---------- SOURCE TEXT
THE UNITED STATES DISTRICT COURT FOR THE NORTHERN DISTRICT OF ILLINOIS EASTERN DIVISION WENDELL E. WEAVER, ) ) Plaintiff, ) No. 21 C 05148 v. ) ) Chief Judge Virginia M. Kendall MARLENE HENZIE, et al., ) ) Defendants. )
OPINION AND ORDER Now before the Court is Plaintiff Wendell Weaver’s Motion for Sanctions against Defendant Dr. Rozel Elazegui pursuant to Federal Rule of Civil Procedure 30(d)(2). (Dkt. 116). Weaver’s motion is granted. BACKGROUND Wendell Weaver brought this 42 U.S.C. § 1983 deliberate indifference action against Wexford Health Sources, Inc. and several individual doctors who worked at Stateville Correctional Center while Weaver was housed there. (Dkt. 29 at 1–5). Counsel for Weaver deposed one of the individual defendants, Dr. Rozel Elazegui, on September 29, 2024. (Dkt. 121 at 1). During the deposition, Weaver’s counsel began inquiring about a prior case, Est. of Gomes v. Cnty. of Lake, 178 F. Supp. 3d 687 (N.D. Ill. 2016), in which Dr. Elazegui was a defendant and gave a deposition. (Dkt. 116 at 1; Ex. A, Dkt. 116-1 at 9–10 ((Dr. Elazegui Deposition Transcript)). When asked about the Gomes case generally, Dr. Elazegui’s attorney, Robert Ayers, interposed a relevancy objection but told his client to answer the question. (Ex. A, Dkt. 116-1 at 18:6–11). Dr. Elazegui stated that thinking about the case gave him palpitations, and that he would rather not talk about it, after which Weaver’s attorney said he would make his questioning quick. (Id. at 18:19–24). In the exchange that followed, Dr. Elazegui repeatedly refused to answer questions about the Gomes case, and Mr. Ayers continued to object, now based on lack of foundation and form. (Id. at 19). Dr. Elazegui eventually asked to take a break because he was getting frustrated and experiencing palpitations. (Id. at 20:2–7). After a brief break, Mr. Ayers instructed his client not to answer any further questions
about the Gomes case. (Id. at 20:4, 20:12–21:9). He clarified that the basis for his objection and instruction was “[r]elevance, form, foundation,” the untimely production of the prior deposition transcript, and “the fact that it’s already been litigated.” (Id. at 21:12–19). Immediately thereafter, Weaver’s attorney attempted to contact the Court to resolve the objection, but the Court was not available. (Id. at 22–25). The deposition continued without further mention of the Gomes matter. After the deposition concluded, counsel for both parties met about reaching a mutual agreement on whether and how to reopen Dr. Elazegui’s deposition to address the line of questioning at issue. (Dkt. 116 at 3). Mr. Ayers indicated that he would only agree if the deposition was limited and would otherwise stand by his objections. (Id.) Weaver then filed a Motion to Compel and Motion for Sanctions. (Dkt. 116).
--------------------
---------- DATASET RECORDS
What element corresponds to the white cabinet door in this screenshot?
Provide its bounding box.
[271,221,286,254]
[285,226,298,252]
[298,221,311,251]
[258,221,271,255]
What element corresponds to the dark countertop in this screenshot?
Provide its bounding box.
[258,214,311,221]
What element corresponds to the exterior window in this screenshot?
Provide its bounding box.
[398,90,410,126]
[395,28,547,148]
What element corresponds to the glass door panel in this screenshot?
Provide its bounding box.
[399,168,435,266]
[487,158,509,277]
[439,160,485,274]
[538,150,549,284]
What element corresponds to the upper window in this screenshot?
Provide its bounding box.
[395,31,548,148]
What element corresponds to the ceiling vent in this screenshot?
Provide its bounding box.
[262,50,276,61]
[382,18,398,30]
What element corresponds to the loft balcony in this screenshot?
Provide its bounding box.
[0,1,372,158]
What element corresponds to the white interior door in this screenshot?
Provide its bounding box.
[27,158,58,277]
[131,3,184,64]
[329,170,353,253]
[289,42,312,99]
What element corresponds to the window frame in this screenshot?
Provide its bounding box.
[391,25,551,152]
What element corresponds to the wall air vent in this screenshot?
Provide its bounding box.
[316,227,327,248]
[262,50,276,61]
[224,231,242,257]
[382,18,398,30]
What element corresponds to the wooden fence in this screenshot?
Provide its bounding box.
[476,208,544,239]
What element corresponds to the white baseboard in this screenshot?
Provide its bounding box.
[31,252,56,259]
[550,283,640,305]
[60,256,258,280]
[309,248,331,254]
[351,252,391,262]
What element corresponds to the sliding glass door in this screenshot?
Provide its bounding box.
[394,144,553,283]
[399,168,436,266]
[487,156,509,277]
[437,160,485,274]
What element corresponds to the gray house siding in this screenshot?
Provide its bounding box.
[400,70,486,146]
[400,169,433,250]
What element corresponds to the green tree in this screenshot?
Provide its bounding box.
--------------------
From the court order, please list every basis Mr. Ayers gave for his objection and his instruction that Dr. Elazegui not answer further questions about the Gomes case.

- Relevance
- Form
- Foundation
- The untimely production of the prior deposition transcript
- The fact that the case had already been litigated